- WHAT THIS TASK INVOLVES: Your answer should be the entries, repeated exactly.
□ □ □ □ □ □ □
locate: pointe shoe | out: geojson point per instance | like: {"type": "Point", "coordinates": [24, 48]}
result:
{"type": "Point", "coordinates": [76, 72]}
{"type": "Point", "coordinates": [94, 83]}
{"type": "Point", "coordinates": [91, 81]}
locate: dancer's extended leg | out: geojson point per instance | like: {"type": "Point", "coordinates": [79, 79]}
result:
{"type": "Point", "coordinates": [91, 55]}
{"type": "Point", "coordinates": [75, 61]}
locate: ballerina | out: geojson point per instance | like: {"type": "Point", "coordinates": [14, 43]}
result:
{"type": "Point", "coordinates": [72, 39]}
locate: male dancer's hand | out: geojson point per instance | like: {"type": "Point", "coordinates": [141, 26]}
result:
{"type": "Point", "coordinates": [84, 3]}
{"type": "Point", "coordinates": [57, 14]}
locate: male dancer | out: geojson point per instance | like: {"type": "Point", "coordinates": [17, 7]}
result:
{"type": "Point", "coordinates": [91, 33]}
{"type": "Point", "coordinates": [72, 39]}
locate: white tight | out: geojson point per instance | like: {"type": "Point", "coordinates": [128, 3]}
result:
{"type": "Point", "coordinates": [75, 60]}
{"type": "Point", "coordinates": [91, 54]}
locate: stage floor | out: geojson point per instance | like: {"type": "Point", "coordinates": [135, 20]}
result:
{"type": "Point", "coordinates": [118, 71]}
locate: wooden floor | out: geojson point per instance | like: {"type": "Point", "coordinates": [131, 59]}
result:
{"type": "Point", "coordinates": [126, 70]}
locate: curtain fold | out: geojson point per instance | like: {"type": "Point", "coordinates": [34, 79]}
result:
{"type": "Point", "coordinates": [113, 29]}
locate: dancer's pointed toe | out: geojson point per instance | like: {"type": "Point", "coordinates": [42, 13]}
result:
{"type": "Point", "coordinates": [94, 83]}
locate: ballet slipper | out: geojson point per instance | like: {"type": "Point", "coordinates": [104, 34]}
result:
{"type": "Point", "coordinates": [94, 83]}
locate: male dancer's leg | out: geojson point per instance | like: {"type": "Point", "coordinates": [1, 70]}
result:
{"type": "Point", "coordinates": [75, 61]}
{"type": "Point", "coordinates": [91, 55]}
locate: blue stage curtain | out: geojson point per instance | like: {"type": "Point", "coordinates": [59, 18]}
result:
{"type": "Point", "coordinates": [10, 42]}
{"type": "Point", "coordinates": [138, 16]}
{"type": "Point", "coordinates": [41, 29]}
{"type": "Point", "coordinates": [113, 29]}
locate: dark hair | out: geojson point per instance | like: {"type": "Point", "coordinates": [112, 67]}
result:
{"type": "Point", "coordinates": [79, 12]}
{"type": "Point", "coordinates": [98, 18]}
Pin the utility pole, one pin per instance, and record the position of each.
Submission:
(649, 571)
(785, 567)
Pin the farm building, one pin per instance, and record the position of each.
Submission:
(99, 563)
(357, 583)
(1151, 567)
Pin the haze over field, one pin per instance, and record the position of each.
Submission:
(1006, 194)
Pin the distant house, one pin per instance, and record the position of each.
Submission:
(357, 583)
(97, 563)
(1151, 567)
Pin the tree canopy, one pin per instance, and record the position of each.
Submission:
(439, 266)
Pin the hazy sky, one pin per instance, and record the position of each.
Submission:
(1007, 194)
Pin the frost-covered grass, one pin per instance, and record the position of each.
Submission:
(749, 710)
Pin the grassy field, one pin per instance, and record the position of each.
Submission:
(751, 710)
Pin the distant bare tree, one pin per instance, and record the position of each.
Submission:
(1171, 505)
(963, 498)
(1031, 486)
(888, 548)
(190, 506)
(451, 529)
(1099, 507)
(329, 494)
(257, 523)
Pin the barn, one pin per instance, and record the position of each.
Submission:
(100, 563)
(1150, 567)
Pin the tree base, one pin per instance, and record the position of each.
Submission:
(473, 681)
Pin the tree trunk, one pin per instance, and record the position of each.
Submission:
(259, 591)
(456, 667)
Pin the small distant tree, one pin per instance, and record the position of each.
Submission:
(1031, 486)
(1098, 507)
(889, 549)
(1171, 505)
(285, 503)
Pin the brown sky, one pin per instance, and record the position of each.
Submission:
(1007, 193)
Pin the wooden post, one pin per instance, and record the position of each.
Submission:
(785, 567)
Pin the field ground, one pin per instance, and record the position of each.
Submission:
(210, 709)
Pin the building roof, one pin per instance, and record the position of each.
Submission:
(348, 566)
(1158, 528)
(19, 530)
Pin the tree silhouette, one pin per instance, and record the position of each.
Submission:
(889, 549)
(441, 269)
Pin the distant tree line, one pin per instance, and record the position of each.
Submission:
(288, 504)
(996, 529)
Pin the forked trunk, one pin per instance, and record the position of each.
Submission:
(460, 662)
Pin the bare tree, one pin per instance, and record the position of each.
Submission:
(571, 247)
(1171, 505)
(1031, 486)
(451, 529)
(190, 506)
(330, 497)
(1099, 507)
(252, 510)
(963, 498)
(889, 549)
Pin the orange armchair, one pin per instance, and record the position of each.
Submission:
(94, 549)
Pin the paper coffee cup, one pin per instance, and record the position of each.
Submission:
□ □ □ □ □ □ □
- SOLVED EXERCISE:
locate: pointe shoe | out: geojson point per instance | like: {"type": "Point", "coordinates": [24, 48]}
result:
{"type": "Point", "coordinates": [76, 72]}
{"type": "Point", "coordinates": [94, 83]}
{"type": "Point", "coordinates": [91, 81]}
locate: dancer's extended leg | out: geojson point per instance | like: {"type": "Point", "coordinates": [79, 79]}
result:
{"type": "Point", "coordinates": [91, 55]}
{"type": "Point", "coordinates": [75, 61]}
locate: ballerina | out: geojson point per instance | like: {"type": "Point", "coordinates": [14, 43]}
result:
{"type": "Point", "coordinates": [72, 39]}
locate: male dancer's hand | out: geojson point per instance | like: {"type": "Point", "coordinates": [141, 26]}
result:
{"type": "Point", "coordinates": [84, 3]}
{"type": "Point", "coordinates": [57, 14]}
locate: male dancer | out: geojson point per instance | like: {"type": "Point", "coordinates": [17, 7]}
result:
{"type": "Point", "coordinates": [91, 33]}
{"type": "Point", "coordinates": [72, 39]}
locate: white tight | out: geojson point per instance | like: {"type": "Point", "coordinates": [128, 3]}
result:
{"type": "Point", "coordinates": [75, 60]}
{"type": "Point", "coordinates": [91, 54]}
locate: stage floor | out: geojson point per instance | like: {"type": "Point", "coordinates": [135, 20]}
result:
{"type": "Point", "coordinates": [118, 71]}
locate: wooden floor | out: geojson point per instance | like: {"type": "Point", "coordinates": [131, 59]}
result:
{"type": "Point", "coordinates": [126, 70]}
locate: curtain fold | out: geojson point per instance | like: {"type": "Point", "coordinates": [34, 79]}
result:
{"type": "Point", "coordinates": [113, 29]}
locate: dancer's pointed toe | out: geojson point per instance | like: {"type": "Point", "coordinates": [42, 13]}
result:
{"type": "Point", "coordinates": [94, 83]}
locate: ballet slipper | out: geojson point per instance | like: {"type": "Point", "coordinates": [104, 34]}
result:
{"type": "Point", "coordinates": [94, 83]}
locate: male dancer's leg | out: geojson point per instance | like: {"type": "Point", "coordinates": [1, 70]}
result:
{"type": "Point", "coordinates": [75, 61]}
{"type": "Point", "coordinates": [91, 55]}
locate: blue stage curtain | out: geojson point per instance | like: {"type": "Point", "coordinates": [59, 18]}
result:
{"type": "Point", "coordinates": [10, 42]}
{"type": "Point", "coordinates": [138, 16]}
{"type": "Point", "coordinates": [41, 29]}
{"type": "Point", "coordinates": [113, 29]}
locate: dark hair | out: geojson point per instance | like: {"type": "Point", "coordinates": [112, 67]}
result:
{"type": "Point", "coordinates": [79, 12]}
{"type": "Point", "coordinates": [98, 18]}
Pin the utility pole, one pin per instance, and record the position of each.
Submission:
(649, 571)
(785, 567)
Pin the farm building, one pin per instance, and record the position of each.
Submission:
(99, 563)
(357, 583)
(1151, 567)
Pin the haze over field, one pin per instance, and record the position of each.
Submission:
(1006, 194)
Pin the distant house, one pin per instance, and record the position of each.
Submission:
(357, 583)
(97, 563)
(1151, 567)
Pin the tree canopy, one pin per instance, and record the position of each.
Submission:
(439, 266)
Pin the hazy sky, one pin per instance, and record the position of each.
Submission:
(1007, 194)
Pin the frost-covered grass, one pin per instance, and record the position of each.
Submission:
(749, 710)
Pin the grassy field, one pin per instance, and record the position of each.
Submission:
(751, 710)
Pin the distant bare tree, one pin per instance, and record the position of each.
Submission:
(1171, 505)
(963, 498)
(1031, 486)
(888, 548)
(190, 506)
(451, 529)
(1099, 507)
(329, 494)
(257, 523)
Pin the barn, one pin per instance, and record the position of each.
Submission:
(100, 563)
(1150, 567)
Pin the tree base, one pin per instance, and record the position of each.
Submission:
(473, 681)
Pin the tree trunk, one pin per instance, and record the position of each.
Submission:
(259, 591)
(456, 667)
Pin the small distant tree, one pin per instance, and record the position of each.
Submission:
(1031, 486)
(1098, 507)
(889, 549)
(1171, 505)
(285, 503)
Pin the brown sky, one pin per instance, and record the position of each.
Submission:
(1007, 193)
Pin the wooden post, one pin per instance, and record the position of each.
Submission:
(785, 567)
Pin the field ground, one pin per instance, and record the position of each.
Submission:
(210, 709)
Pin the building roof, one pin per instance, and record the position of each.
Submission:
(348, 566)
(1158, 528)
(19, 530)
Pin the tree silhouette, one pin per instance, and record the position of each.
Submission:
(889, 549)
(441, 269)
Pin the distant tree line, one pin per instance, and record the position of each.
Submission:
(288, 504)
(996, 529)
Pin the forked trunk, one pin per instance, and record the position of each.
Submission:
(460, 662)
Pin the bare tree, one pin per instance, and record the position of each.
Submission:
(571, 247)
(1171, 505)
(1031, 486)
(451, 529)
(190, 506)
(330, 497)
(1099, 507)
(252, 510)
(963, 498)
(889, 549)
Pin the orange armchair, one pin per instance, and record the position of each.
Submission:
(94, 549)
Pin the paper coffee cup, one pin per instance, and record the position of each.
Submission:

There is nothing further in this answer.